• **Short exercise 1**: Transcribe the passage of the school-choice extract starting with "And of course" and going on through "as she should.".
• **Short exercise 2**: List every proper name and abbreviation that appears in the school-choice extract.
• **Short exercise 3**: Take the forum text on choosing a school for children after separation further, starting after its final sentence.

• **Extract**:
^^^^

The other thing to consider is if the children are already in education are they public ?

If they it could be suggested that this was the intent from the start although if she intends to put them into private education she will have to pay the other half and it would need to be proven as to the cost.

And of course Bigreds suggestion will no doubt create some retaliative inconvenience that may well send a clear message that you are abiding to law as she should.

  

Choosing a school

Hi Coolchick,

                 If you have court orders where 'guardianship' or 'custody' is joint (which is par for the course) then the choice of school falls on both parents to agree. If one parent disagrees on a school then the other can take it to court if they are determined to send them to the school. Under these circumstances the parent applying will most likely have to cover the costs of the school. Either parent can enrol or remove a child from a school without a court order, but enrollment needs to be agreed by both. If you don't want the children attending the private school then make it known in writing to the mother and/or school. (ensure you have copies and receipt of delivery) You can then present this arguement to the CSA and claim change of living and financial circumstances or best interests of the children being the reasons. If you undertake no action the CSA may deem you consent to the children attending the school and adjust the liable amount accordingly.

^^^^

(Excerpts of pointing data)
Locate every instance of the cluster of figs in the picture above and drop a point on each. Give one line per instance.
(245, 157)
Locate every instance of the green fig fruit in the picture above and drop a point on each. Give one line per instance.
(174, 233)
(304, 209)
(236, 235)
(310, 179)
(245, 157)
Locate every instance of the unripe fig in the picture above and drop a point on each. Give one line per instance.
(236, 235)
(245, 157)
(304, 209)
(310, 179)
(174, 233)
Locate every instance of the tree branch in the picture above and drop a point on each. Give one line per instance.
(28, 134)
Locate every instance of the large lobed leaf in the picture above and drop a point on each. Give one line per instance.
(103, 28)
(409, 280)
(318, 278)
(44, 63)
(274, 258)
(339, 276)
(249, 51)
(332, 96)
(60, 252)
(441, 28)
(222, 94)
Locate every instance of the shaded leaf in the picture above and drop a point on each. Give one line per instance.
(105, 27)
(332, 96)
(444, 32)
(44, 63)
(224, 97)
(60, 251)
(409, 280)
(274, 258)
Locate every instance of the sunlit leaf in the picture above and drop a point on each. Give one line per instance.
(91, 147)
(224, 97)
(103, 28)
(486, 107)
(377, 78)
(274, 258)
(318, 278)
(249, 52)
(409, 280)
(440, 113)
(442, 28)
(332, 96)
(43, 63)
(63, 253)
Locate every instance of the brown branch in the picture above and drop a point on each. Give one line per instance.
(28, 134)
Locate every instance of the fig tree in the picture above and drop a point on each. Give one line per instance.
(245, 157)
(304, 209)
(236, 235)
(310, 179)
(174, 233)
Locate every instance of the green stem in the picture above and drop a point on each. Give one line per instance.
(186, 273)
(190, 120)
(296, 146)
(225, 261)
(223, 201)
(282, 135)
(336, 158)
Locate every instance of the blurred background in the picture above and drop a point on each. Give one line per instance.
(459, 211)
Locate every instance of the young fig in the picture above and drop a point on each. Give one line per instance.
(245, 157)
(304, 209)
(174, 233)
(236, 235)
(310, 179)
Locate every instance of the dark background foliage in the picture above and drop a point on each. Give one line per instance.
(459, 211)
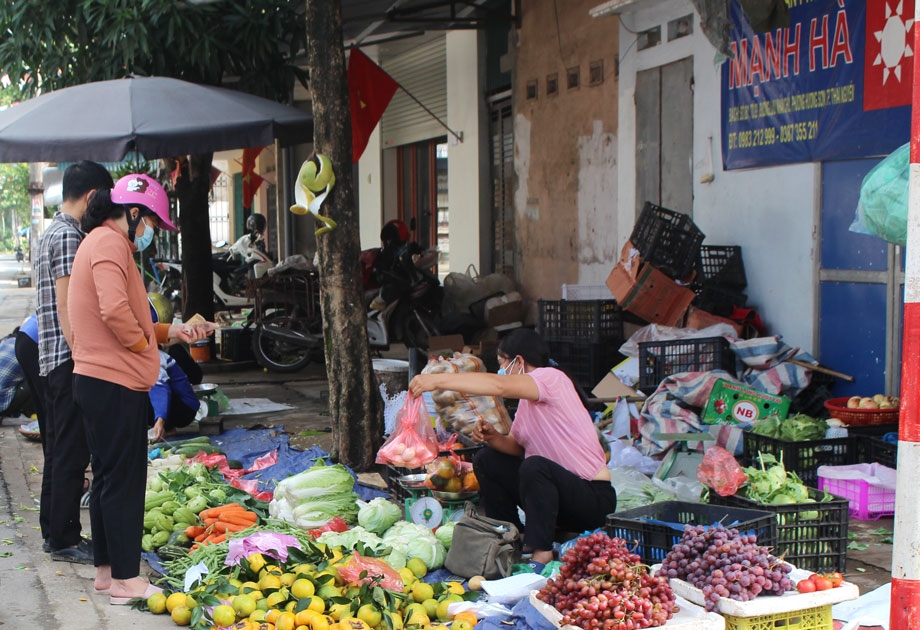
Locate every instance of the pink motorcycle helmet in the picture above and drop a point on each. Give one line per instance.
(142, 190)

^^^^

• **Task answer 1**:
And of course Bigreds suggestion will no doubt create some retaliative inconvenience that may well send a clear message that you are abiding to law as she should.

• **Task answer 2**: Bigreds, Coolchick, CSA

• **Task answer 3**:
In a matter like this , no matter what has gone before, the Courts and Government will only consider your present and future intentions.

" Perspective depends on which side of the barbed wire fence you sit, or indeed if you are sitting on it! "
Coolchick - its par for the course for the person without the money to engage in expenses and expect the person with the money to pay. CSA support this - particularly once the person has been designated the payee. All sorts of claims can be made and essentially CSA will approve them and you will have to fight each one. So best get some skills and experinec for this.

And in courts - one of the questions is  (and lawyers know this) is about the schooling of the children. They will argue it was a prior agreement or the best interests of the child to go to private schools.(hence make you pay independent of CSA)

It makes no sense and its all about causing damage and taking money from the payer (man usually). It also fails to recognize that fundamentally the situation has changed financially when people split. Children must experience a lower standard of living.

What has typically been the case is that the government is happy for payers (men usually) to lose their house, children and income so women (usually) can be supported by them. This was in the intent of the family court and CSA systems and still is to this day.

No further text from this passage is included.